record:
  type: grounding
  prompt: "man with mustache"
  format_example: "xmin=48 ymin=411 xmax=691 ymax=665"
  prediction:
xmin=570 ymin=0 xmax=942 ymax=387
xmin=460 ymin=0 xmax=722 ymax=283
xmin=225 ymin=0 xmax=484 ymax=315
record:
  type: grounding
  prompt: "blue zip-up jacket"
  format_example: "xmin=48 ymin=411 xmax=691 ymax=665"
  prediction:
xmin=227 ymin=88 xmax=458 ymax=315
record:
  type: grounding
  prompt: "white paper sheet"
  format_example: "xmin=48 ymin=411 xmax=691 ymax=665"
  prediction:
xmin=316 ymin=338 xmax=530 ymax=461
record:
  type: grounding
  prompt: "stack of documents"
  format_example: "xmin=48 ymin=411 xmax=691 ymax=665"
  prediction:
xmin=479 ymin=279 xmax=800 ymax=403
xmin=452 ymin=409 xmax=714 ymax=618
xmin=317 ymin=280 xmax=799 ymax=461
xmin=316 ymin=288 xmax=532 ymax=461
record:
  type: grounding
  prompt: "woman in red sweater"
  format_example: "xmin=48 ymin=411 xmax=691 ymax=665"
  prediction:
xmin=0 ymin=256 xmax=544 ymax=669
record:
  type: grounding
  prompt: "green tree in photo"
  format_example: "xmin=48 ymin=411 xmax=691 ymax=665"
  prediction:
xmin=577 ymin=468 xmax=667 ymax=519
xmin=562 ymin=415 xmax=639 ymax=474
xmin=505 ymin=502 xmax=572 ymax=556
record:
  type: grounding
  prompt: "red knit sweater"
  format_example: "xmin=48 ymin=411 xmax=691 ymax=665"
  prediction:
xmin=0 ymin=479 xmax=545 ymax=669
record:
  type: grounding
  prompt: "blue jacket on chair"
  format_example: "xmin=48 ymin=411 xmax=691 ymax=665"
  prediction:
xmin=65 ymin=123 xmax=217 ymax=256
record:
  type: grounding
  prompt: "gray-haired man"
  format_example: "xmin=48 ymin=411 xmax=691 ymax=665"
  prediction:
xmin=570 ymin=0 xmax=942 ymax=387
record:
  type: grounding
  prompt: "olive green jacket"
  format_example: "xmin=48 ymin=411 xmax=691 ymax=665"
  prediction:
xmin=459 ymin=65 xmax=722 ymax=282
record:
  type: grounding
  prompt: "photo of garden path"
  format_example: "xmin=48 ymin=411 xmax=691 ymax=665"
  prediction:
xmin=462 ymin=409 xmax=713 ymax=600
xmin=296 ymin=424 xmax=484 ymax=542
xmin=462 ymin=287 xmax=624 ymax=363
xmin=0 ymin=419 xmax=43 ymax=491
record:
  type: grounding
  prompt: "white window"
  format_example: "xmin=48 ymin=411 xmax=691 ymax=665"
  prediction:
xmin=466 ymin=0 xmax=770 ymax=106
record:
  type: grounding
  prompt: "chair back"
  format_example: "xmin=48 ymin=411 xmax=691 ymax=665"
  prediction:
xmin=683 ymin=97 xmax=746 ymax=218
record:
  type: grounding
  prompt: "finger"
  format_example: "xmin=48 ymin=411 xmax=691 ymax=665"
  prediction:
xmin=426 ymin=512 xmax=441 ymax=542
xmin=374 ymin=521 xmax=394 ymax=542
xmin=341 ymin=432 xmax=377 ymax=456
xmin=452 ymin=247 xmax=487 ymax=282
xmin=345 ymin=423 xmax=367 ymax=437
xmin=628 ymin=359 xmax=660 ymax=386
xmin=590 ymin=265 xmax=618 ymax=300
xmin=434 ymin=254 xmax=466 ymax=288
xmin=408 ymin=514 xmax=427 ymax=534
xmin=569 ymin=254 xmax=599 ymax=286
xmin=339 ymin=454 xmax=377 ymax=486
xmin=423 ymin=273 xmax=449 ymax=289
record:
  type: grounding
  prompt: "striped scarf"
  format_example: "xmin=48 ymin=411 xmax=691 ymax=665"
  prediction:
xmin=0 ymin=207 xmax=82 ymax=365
---------------
= Instrucción =
Extrae de las líneas anteriores todas las que contengan la palabra "green", teniendo en cuenta mayúsculas y minúsculas.

= Resultado =
  prompt: "green tree in photo"
  prompt: "olive green jacket"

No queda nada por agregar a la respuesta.